----- TEXTO DE ORIGEM

Nossa, eu quase perdi o prazo para enviar palestras ao FISL! Até antes de ontem, nem sabia que a chamada de trabalhos já estava aberta. Fiquei contando que seria divulgada no identi.ca, mas, se foi, não vi. Foi sorte acessar o site, porque eu tinha planejando enviar quatro propostas pro pessoal escolher! Ao contrário do ano passado, em que eu quase não fui, o plano desta vez é irmos como pseudo-caravana familiar: esposa, filhinha, sobrinhona e seu namorado! Urru!

Infelizmente, com a surpresa, acabei escrevendo as propostas meio na correria, porque também estou terminando uma palestra pra apresentar no SENID depois de amanhã.

O mais difícil de tudo foi encontrar trilhas nas quais encaixar as propostas. Parece que desta vez esqueceram da tradicional trilha sobre ecossistema, em que se encaixavam palestras sobre filosofia, política e o movimento social pela liberdade de software.

----------
----- LINHAS FORNECIDAS

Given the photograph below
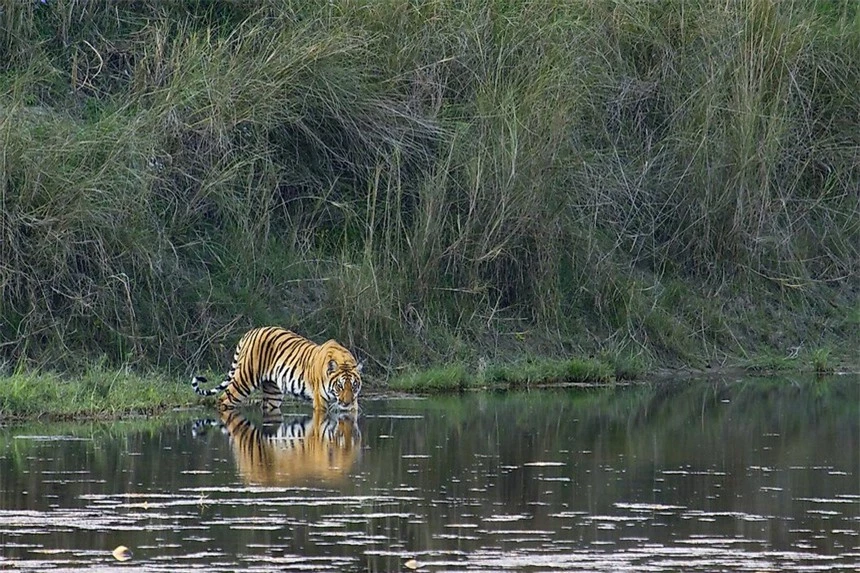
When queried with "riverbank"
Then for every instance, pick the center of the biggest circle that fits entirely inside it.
(100, 393)
(652, 185)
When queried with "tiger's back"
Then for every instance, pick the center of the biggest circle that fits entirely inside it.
(281, 362)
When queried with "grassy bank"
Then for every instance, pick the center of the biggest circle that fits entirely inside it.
(97, 393)
(430, 183)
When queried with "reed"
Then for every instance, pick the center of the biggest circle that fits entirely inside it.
(430, 182)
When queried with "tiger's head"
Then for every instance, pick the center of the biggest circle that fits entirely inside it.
(342, 377)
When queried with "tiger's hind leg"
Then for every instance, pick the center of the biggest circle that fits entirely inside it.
(272, 397)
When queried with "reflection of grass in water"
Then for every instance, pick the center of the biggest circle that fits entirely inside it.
(97, 392)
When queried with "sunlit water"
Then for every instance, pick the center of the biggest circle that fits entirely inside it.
(728, 476)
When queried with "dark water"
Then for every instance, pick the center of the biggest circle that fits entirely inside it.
(728, 476)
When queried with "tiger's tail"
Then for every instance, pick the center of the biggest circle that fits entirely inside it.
(198, 380)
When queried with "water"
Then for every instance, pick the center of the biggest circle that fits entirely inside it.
(718, 476)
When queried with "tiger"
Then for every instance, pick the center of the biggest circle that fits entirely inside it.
(282, 362)
(303, 450)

----------

*EXERCÍCIOS PROPOSTOS*:
A - Com base no texto de origem, explique em uma a três frases por que as propostas de palestra foram escritas às pressas.
B - Extraia, sem alterações, todas as linhas fornecidas que contêm a palavra "with".

*RESPOSTAS POR TAREFA*:
A - As propostas foram escritas às pressas por causa da surpresa de encontrar a chamada de trabalhos do FISL já aberta, quando o prazo estava quase perdido. Além disso, havia uma palestra em fase de conclusão para ser apresentada no SENID depois de amanhã.

B -
When queried with "riverbank"
When queried with "tiger's back"
When queried with "grassy bank"
When queried with "reed"
When queried with "tiger's head"
When queried with "tiger's hind leg"
When queried with "reflection of grass in water"
When queried with "sunlit water"
When queried with "dark water"
When queried with "tiger's tail"
When queried with "water"
When queried with "tiger"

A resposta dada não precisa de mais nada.